**What is being asked:** Reproduce the line that holds "Labeling batch C. For the image above, tag the wooden door" together with all the lines after it up to the end of the entries.

**Exercise inputs:**
★ ★ ★ ★

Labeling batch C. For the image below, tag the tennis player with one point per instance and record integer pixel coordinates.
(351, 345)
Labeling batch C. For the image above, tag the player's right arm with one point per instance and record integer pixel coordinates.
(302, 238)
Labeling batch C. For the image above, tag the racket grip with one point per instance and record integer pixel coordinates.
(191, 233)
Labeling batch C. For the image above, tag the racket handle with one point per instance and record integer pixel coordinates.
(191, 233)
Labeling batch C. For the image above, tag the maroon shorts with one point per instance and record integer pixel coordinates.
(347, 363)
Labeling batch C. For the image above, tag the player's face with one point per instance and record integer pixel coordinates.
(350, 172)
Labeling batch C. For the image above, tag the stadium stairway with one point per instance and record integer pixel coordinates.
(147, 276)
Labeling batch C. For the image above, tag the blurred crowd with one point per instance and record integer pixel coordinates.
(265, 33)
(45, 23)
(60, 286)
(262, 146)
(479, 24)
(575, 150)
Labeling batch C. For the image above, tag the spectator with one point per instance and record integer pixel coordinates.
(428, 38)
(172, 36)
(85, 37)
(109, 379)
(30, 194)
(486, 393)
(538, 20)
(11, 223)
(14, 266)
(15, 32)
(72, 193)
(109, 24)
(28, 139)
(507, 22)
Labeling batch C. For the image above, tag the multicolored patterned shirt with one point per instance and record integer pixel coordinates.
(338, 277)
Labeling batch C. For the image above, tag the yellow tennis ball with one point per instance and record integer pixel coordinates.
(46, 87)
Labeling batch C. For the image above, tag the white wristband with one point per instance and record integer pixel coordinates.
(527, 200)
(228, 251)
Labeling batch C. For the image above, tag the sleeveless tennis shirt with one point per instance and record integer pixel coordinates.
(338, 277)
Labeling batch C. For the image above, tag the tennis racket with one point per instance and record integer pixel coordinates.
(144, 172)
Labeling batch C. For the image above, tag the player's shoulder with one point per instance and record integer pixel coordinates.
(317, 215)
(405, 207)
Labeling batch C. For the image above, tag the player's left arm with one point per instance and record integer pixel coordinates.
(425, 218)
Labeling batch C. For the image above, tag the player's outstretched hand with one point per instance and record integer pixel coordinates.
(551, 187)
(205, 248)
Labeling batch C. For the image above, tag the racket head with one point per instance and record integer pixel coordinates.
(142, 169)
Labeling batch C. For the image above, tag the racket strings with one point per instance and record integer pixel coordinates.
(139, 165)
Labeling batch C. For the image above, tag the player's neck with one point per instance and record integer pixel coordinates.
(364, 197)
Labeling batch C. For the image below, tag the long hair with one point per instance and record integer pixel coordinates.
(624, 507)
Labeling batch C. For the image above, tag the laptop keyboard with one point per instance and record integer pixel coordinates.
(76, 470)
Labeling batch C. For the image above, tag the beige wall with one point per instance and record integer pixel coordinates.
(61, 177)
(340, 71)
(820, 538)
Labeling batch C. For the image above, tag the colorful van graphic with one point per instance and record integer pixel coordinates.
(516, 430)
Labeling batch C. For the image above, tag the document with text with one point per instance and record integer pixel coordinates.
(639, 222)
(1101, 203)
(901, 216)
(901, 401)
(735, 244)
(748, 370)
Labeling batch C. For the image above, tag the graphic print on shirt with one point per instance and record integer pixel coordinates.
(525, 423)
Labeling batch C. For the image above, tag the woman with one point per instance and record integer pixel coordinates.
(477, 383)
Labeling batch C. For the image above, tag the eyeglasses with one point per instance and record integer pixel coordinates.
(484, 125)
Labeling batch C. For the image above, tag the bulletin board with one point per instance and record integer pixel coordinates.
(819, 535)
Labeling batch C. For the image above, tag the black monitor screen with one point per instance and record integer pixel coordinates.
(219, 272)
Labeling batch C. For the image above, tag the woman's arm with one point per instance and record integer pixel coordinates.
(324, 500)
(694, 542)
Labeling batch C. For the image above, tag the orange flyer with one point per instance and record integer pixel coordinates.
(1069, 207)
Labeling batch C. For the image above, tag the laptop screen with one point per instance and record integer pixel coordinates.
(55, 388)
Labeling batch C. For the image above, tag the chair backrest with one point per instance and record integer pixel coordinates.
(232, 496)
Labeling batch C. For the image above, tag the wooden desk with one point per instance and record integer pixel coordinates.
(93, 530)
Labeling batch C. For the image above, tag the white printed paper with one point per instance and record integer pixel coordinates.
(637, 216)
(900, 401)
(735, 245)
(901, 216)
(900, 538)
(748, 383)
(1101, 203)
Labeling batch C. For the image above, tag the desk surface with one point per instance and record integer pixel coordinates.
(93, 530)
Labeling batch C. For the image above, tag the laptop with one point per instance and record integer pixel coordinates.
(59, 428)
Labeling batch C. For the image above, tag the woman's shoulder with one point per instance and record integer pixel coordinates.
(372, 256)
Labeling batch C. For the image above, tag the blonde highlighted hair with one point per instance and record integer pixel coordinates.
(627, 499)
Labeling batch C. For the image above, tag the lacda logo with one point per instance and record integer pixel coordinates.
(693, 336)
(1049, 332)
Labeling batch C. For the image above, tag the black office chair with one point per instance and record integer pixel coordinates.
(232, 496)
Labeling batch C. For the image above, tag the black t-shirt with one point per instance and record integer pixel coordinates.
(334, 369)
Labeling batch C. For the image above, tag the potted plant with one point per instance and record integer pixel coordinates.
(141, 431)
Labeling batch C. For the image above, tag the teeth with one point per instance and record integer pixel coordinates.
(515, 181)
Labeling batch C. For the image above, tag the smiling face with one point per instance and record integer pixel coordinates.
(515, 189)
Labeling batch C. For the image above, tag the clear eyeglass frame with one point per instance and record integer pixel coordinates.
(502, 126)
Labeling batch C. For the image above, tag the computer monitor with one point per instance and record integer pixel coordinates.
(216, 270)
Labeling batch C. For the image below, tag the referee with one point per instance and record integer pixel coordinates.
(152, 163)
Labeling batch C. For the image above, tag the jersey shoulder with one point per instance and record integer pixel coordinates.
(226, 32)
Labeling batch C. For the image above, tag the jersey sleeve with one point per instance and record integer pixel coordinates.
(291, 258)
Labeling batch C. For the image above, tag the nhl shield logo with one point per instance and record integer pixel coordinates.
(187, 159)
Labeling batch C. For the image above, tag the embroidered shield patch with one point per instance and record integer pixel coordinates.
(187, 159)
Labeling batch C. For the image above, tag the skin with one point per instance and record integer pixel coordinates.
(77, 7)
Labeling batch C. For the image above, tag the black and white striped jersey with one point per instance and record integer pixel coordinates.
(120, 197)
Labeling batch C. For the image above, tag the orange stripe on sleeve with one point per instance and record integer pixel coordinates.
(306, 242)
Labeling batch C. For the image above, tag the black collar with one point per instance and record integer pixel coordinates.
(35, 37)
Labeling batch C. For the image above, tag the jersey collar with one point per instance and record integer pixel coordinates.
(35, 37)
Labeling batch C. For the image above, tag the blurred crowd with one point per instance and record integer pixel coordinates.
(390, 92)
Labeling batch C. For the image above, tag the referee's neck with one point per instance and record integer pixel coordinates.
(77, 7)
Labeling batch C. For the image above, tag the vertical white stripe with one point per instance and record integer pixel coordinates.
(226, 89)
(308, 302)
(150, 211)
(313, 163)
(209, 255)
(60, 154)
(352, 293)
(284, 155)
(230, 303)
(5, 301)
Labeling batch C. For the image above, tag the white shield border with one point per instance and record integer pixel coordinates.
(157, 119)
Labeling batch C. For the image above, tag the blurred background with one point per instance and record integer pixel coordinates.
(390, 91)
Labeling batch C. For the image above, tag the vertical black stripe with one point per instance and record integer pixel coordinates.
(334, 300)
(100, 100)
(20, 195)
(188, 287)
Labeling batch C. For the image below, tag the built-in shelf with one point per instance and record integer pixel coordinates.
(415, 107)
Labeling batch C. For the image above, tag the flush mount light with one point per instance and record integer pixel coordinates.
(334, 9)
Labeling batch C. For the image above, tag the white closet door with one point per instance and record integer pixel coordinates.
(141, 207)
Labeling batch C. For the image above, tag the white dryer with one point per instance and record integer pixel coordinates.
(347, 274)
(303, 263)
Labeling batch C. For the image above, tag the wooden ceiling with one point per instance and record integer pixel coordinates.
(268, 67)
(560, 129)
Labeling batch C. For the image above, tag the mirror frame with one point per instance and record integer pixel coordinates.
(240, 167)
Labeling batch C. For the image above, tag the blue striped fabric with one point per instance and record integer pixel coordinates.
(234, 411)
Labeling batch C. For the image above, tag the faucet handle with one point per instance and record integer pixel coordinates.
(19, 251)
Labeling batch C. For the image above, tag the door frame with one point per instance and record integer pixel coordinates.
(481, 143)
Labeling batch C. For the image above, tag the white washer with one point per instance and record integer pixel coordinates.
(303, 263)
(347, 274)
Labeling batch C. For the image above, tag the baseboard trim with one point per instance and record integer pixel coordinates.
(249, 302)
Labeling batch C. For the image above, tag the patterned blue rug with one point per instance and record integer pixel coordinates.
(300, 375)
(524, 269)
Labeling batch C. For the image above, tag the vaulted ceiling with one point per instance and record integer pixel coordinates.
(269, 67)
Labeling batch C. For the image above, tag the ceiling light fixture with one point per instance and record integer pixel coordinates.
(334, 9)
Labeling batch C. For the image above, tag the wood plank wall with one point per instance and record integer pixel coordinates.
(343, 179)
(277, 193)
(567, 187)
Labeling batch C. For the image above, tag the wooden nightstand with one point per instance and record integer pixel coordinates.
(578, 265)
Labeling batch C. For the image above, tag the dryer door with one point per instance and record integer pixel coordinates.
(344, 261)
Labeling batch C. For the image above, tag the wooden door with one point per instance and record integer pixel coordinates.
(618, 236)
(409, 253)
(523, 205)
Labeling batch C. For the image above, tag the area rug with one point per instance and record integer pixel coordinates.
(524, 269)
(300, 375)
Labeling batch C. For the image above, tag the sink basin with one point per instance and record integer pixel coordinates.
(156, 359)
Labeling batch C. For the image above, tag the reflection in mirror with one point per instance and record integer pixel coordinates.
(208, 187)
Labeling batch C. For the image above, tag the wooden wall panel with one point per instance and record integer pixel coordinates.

★ ★ ★ ★

**Exercise solution:**
Labeling batch C. For the image above, tag the wooden door with one point per instance and record integer pixel coordinates.
(618, 236)
(409, 253)
(523, 205)
Labeling batch C. For the image above, tag the area rug with one point per instance and record integer pixel coordinates.
(524, 269)
(300, 375)
Labeling batch C. For the image above, tag the sink basin with one point per instance and record integer pixel coordinates.
(156, 359)
Labeling batch C. For the image above, tag the reflection in mirror with one point per instance and record integer pixel coordinates.
(208, 187)
Labeling batch C. For the image above, tag the wooden wall panel with one point per instance and record integer pixel coordinates.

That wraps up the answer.